Track down every line below that holds "mirror" and copy it.
******
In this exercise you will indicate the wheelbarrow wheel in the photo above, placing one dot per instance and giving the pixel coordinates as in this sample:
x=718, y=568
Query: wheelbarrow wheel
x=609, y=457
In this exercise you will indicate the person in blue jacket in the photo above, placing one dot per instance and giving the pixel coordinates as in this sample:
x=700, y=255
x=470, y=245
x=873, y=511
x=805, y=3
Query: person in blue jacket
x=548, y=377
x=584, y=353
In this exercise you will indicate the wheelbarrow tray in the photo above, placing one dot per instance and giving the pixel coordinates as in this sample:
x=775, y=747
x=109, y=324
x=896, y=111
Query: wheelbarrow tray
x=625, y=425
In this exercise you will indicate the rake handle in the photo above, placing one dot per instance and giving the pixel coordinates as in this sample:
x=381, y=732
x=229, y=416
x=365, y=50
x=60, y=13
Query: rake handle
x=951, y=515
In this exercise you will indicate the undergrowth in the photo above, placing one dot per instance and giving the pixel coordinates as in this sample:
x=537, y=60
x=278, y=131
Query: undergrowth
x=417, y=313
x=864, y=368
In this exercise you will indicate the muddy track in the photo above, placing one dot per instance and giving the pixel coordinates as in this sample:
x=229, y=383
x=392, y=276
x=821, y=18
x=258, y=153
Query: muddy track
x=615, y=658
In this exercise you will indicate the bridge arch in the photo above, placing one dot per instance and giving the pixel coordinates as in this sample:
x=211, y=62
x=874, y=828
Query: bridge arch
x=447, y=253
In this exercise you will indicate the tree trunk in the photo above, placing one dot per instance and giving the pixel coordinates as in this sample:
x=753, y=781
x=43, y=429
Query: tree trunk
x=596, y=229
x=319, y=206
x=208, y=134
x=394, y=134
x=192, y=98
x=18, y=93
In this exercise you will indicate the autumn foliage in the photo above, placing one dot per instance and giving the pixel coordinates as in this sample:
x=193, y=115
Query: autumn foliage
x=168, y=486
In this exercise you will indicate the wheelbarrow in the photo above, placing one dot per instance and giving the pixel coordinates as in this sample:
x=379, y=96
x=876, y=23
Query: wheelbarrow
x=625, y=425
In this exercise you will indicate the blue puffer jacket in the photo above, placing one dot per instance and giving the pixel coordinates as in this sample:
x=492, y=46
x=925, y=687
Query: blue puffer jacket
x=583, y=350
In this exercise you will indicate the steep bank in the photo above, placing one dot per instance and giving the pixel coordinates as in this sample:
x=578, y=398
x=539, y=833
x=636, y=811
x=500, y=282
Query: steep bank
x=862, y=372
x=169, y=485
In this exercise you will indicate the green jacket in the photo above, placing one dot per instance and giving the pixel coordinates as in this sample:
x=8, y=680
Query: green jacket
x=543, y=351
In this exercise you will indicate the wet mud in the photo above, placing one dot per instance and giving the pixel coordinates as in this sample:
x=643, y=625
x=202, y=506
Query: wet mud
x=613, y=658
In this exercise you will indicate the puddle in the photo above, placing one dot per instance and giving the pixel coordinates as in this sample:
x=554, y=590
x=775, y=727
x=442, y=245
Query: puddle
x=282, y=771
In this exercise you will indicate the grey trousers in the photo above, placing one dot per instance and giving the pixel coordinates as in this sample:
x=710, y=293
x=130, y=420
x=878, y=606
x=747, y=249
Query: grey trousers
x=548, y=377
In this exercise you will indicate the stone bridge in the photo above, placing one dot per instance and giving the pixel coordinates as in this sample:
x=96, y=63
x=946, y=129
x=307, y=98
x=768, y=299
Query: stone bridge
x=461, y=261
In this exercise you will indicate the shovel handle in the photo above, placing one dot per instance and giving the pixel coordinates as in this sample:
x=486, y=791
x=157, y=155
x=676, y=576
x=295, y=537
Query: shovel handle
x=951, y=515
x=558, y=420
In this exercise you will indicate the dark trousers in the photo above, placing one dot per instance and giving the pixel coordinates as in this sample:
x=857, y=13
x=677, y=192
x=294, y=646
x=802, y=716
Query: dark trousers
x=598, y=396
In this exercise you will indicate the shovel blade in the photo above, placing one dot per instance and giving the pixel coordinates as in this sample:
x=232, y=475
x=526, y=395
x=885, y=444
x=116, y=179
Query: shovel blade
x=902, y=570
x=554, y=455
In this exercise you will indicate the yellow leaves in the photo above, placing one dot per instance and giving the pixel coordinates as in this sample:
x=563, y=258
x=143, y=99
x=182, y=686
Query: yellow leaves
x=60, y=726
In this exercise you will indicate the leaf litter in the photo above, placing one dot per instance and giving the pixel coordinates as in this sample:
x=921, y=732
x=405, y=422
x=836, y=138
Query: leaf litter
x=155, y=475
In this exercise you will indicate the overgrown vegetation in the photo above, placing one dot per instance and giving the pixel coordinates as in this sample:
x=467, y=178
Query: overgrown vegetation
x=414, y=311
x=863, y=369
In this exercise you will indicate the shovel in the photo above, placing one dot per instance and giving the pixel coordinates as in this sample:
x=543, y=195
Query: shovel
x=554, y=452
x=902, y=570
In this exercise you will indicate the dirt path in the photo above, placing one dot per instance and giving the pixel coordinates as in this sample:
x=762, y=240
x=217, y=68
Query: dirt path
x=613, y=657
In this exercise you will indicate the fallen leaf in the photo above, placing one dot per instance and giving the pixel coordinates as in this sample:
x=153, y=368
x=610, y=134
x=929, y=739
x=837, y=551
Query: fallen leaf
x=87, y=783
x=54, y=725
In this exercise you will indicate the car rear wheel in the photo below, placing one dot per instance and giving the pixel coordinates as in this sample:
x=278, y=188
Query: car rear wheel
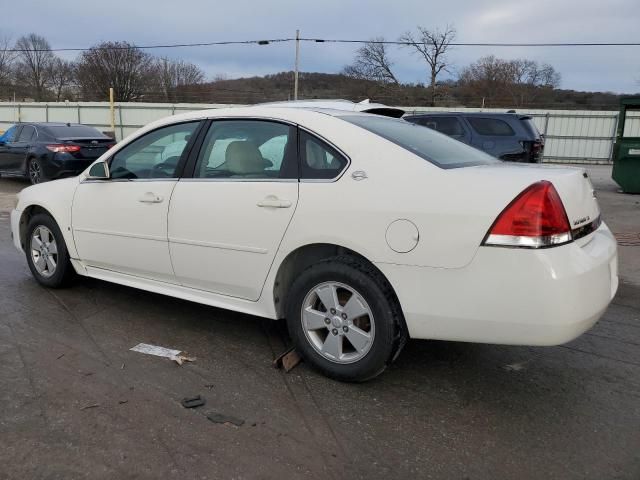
x=47, y=253
x=344, y=319
x=35, y=171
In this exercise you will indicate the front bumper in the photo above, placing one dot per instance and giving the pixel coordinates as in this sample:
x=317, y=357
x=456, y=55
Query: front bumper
x=511, y=296
x=15, y=228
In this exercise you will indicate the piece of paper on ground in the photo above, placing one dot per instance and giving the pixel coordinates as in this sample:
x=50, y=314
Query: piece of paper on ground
x=155, y=350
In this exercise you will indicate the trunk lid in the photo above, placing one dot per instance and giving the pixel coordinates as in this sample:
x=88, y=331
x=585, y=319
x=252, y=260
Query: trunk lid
x=90, y=148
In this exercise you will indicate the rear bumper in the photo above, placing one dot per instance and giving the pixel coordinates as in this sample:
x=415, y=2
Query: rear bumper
x=511, y=296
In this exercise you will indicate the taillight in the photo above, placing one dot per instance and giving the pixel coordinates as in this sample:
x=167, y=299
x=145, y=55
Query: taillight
x=59, y=148
x=536, y=218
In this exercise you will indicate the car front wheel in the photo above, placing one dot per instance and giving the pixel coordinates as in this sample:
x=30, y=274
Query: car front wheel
x=47, y=253
x=344, y=319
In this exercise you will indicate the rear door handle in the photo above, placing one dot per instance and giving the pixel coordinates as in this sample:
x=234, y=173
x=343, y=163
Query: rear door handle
x=274, y=202
x=150, y=197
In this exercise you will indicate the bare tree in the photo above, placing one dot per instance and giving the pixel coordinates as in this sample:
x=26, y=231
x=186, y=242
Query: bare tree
x=7, y=59
x=130, y=71
x=372, y=63
x=61, y=77
x=513, y=82
x=433, y=46
x=34, y=64
x=176, y=74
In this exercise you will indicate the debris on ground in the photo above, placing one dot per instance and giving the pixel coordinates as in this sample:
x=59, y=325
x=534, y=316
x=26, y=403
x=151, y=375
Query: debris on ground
x=226, y=419
x=193, y=402
x=515, y=367
x=287, y=360
x=177, y=356
x=180, y=359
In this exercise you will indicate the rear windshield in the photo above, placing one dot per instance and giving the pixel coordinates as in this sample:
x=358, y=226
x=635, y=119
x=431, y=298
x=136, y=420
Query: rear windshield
x=528, y=121
x=434, y=147
x=78, y=131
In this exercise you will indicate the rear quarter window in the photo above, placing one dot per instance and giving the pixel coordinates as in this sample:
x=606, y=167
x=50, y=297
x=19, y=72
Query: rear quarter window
x=434, y=147
x=491, y=127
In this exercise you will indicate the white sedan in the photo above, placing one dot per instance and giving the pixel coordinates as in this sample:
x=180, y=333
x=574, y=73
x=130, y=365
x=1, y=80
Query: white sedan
x=360, y=230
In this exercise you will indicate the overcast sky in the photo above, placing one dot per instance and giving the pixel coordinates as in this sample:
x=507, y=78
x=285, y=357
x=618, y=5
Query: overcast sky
x=82, y=23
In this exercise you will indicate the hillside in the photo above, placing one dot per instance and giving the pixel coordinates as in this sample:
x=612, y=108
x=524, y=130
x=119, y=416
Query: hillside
x=279, y=86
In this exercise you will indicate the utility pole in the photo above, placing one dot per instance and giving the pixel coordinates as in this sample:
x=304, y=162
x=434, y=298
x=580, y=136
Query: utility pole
x=112, y=112
x=295, y=73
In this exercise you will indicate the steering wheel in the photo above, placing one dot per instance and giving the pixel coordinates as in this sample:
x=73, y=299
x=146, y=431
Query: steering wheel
x=168, y=167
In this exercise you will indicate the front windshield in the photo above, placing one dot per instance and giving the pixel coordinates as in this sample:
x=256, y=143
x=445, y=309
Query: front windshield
x=433, y=146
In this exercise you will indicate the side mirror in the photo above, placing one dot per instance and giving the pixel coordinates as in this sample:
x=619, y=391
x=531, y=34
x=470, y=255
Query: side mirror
******
RESULT:
In this exercise you will indicate the side mirror in the photo above, placing one dot per instance and giving the pixel coordinates as in this sample:
Query: side mirror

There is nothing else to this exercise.